- INSTRUCTIONS TO FOLLOW
Could you write out the bicycle tour article again, starting at the words "Two high-mountain bicycle" and stopping after "to Glenwood Springs.", with "Hotchkiss" switched to "Paonia"?

Two high-mountain bicycle tours are planning to come through Aspen this June and both will begin and end in Glenwood Springs.
The 380-mile Denver Post Ride the Rockies tour will start in Glenwood Springs on June 14 and head over McClure Pass on Highway 133 to Hotchkiss. Then it is off to Gunnison, Salida, Leadville and over Independence Pass to Aspen on June 18. The tour ends in Glenwood on June 19.
Two days later on June 21, the 2009 Bicycle Tour of Colorado will leave Glenwood Springs and also head to Hotchkiss. Then that tour — which features longer, more grueling rides than Ride the Rockies and includes over 500 miles in the saddle — goes to Grand Junction, Montrose, Crested Butte, and Buena Vista before coming through Aspen on June 27 en route to Glenwood Springs.
The Ride the Rockies riders will stay in Aspen on June 18, while the Bicycle Tour of Colorado riders are expected to just pass through town. But both events begin and end in Glenwood Springs.
Kate Collins, vice president of tourism marketing for the Glenwood Springs Chamber of Commerce, said it is a “big deal” for the community to host both bike tours, especially as the annual Strawberry Days Festival will be held between the two cycling events.
“A majority of the riders camp,” Collins said. “But with 2,000 riders, we do know that they are going be dining out and taking in related entertainment in town.”
And since both tours finish in Glenwood, the therapeutic waters of the Hot Springs Pool in Glenwood should be a popular attraction.
According to the Ride the Rockies Web site, “cyclists in 2008 spent an average of $270,000 in a 24-hour period in each town.”
“An even bigger benefit could be the word-of-mouth business, or their return visits, which can be invaluable,” Collins said.

- DATASET EXCERPTS
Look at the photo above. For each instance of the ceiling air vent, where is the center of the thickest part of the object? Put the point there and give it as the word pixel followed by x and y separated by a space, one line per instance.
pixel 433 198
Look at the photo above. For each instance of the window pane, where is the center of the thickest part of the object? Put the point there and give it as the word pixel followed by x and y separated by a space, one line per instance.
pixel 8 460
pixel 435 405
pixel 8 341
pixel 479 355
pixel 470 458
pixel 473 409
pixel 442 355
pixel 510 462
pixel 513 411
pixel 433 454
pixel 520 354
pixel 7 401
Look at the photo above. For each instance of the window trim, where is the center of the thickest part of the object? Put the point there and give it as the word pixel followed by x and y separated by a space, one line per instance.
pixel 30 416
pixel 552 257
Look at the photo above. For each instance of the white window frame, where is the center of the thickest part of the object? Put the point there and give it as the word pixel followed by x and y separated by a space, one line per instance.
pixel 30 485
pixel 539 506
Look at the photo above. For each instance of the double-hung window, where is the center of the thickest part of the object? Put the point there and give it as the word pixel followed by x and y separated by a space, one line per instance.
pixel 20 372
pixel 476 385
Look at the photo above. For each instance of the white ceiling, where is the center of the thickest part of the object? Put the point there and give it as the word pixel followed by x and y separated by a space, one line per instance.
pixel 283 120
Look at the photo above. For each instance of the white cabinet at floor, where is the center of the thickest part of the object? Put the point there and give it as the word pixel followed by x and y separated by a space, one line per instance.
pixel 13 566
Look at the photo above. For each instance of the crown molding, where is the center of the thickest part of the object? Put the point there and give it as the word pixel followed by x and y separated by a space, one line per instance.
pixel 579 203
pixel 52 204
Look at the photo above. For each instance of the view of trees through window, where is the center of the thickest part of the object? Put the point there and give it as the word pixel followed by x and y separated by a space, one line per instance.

- EXERCISE SOLUTION
Two high-mountain bicycle tours are planning to come through Aspen this June and both will begin and end in Glenwood Springs.
The 380-mile Denver Post Ride the Rockies tour will start in Glenwood Springs on June 14 and head over McClure Pass on Highway 133 to Paonia. Then it is off to Gunnison, Salida, Leadville and over Independence Pass to Aspen on June 18. The tour ends in Glenwood on June 19.
Two days later on June 21, the 2009 Bicycle Tour of Colorado will leave Glenwood Springs and also head to Paonia. Then that tour — which features longer, more grueling rides than Ride the Rockies and includes over 500 miles in the saddle — goes to Grand Junction, Montrose, Crested Butte, and Buena Vista before coming through Aspen on June 27 en route to Glenwood Springs.